• _Entries provided_:
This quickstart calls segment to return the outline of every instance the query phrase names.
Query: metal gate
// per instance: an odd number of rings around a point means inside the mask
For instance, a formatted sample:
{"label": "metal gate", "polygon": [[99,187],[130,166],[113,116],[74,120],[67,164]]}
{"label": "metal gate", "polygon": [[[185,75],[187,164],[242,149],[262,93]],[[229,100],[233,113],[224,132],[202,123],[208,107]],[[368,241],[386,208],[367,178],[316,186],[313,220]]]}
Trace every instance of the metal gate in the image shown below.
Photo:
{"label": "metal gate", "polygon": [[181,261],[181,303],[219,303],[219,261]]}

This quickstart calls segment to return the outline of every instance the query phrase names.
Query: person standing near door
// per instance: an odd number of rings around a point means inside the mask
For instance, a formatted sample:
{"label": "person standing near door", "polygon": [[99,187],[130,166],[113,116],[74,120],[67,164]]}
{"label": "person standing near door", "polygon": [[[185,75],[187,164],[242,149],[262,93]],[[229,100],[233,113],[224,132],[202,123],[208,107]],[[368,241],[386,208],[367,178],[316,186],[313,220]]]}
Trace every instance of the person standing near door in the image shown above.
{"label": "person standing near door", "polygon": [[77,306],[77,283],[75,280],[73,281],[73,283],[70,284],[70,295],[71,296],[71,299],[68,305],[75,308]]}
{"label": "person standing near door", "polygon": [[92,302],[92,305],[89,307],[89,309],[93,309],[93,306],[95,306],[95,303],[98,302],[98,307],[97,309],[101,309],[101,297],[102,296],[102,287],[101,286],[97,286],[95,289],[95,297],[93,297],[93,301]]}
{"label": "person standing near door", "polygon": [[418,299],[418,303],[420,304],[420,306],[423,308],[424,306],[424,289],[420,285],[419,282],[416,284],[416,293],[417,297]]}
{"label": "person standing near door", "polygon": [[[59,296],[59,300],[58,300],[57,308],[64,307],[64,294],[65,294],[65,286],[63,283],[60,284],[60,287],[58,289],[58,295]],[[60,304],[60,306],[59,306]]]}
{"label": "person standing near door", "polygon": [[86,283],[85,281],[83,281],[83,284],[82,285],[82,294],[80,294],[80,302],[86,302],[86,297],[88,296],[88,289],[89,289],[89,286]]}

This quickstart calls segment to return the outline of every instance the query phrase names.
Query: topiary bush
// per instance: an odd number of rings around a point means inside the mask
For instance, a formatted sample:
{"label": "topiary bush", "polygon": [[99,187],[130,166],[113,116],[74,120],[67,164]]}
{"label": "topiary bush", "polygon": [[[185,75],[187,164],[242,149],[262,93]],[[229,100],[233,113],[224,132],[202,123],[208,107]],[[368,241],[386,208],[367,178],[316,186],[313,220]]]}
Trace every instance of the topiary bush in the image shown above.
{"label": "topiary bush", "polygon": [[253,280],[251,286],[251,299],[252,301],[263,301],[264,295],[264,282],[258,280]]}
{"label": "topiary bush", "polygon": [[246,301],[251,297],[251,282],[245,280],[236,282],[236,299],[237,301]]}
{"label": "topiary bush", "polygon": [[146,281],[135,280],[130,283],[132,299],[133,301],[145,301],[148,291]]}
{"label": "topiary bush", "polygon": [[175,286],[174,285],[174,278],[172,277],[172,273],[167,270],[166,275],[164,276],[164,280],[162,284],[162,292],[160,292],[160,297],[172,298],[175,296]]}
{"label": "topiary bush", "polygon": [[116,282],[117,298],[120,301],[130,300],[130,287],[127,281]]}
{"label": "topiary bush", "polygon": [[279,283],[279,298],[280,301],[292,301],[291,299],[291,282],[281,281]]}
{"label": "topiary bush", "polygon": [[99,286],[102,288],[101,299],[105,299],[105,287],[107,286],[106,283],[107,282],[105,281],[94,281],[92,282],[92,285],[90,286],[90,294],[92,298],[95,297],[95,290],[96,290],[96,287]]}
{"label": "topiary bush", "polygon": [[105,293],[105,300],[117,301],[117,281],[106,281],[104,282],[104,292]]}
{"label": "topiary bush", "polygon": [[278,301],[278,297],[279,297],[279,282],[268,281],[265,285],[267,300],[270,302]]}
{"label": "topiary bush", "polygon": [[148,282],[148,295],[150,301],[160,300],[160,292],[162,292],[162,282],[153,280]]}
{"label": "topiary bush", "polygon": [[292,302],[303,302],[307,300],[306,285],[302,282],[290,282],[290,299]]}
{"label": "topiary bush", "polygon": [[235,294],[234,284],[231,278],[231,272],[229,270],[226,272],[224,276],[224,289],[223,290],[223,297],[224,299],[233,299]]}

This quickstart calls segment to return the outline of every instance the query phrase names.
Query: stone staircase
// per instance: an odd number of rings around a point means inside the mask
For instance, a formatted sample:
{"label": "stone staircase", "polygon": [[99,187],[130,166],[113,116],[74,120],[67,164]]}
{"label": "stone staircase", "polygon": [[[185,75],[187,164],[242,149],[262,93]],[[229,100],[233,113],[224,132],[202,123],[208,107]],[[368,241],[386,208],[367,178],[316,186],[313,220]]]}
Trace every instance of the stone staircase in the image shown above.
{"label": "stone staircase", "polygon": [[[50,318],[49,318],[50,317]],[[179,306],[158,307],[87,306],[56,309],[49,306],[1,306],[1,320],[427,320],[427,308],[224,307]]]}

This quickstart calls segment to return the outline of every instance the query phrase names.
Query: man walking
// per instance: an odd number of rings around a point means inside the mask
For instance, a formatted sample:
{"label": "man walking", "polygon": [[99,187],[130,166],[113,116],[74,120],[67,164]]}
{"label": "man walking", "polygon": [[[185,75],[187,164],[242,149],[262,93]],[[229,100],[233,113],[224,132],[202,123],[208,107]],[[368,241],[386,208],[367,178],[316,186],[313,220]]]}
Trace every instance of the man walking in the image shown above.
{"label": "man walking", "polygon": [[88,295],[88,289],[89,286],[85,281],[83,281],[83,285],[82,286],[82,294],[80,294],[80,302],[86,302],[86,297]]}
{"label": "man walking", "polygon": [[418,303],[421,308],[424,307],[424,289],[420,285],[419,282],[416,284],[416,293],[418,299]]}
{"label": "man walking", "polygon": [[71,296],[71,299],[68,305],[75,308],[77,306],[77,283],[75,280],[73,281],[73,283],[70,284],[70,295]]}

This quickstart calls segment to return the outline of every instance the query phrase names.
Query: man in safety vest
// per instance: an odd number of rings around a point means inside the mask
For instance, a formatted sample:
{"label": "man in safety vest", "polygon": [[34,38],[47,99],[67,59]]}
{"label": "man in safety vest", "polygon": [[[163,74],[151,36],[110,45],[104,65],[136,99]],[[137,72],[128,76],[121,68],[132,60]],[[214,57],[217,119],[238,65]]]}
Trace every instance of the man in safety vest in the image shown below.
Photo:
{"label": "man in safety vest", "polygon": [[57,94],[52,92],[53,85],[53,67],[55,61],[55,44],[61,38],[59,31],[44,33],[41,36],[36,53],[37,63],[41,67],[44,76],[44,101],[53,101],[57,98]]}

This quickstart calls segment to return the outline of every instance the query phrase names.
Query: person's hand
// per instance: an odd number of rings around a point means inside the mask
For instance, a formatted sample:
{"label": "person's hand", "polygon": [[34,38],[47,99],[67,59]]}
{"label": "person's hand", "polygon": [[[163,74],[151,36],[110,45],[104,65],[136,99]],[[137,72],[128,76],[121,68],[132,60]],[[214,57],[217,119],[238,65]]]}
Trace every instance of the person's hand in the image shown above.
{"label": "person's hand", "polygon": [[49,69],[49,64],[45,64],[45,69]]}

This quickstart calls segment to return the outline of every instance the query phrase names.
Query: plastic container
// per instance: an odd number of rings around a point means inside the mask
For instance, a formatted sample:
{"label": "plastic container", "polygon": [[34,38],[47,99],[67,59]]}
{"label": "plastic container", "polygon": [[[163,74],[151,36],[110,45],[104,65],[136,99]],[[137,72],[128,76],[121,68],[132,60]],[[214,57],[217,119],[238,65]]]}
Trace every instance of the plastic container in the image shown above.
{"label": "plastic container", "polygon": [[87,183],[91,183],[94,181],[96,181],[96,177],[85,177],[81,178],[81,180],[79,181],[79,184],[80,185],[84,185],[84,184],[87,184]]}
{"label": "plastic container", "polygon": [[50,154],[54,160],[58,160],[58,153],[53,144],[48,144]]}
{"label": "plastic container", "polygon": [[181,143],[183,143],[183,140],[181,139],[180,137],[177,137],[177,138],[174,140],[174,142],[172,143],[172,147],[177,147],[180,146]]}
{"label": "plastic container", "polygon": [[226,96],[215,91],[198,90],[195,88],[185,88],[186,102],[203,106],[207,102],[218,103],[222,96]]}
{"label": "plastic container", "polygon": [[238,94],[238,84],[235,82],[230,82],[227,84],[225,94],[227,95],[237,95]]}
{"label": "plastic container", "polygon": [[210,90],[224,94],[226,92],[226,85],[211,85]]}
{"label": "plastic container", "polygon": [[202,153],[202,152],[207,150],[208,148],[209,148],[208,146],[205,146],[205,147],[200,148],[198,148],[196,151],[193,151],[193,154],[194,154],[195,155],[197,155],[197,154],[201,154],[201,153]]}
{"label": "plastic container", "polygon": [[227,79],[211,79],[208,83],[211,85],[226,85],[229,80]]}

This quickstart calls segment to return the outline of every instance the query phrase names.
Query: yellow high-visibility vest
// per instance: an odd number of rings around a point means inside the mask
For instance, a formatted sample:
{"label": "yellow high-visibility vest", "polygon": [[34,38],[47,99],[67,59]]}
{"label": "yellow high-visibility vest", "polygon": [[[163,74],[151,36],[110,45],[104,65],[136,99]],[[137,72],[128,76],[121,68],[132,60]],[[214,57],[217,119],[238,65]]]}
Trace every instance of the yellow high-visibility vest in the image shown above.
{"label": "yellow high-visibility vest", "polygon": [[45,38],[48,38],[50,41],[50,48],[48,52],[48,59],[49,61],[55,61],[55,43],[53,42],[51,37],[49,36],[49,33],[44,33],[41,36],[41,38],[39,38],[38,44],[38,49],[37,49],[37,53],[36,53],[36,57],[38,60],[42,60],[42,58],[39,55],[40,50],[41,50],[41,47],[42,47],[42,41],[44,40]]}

• _Written problem_: Gather every line in the records that contains the word "image".

• _Full answer_:
Trace every instance of the metal gate in the image shown below.
Trace every instance of the person standing near door in the image shown above.
Trace every instance of the topiary bush in the image shown above.
Trace every instance of the stone staircase in the image shown above.
Trace every instance of the man walking in the image shown above.
Trace every instance of the man in safety vest in the image shown below.
Trace every instance of the person's hand in the image shown above.
Trace every instance of the plastic container in the image shown above.
Trace every instance of the yellow high-visibility vest in the image shown above.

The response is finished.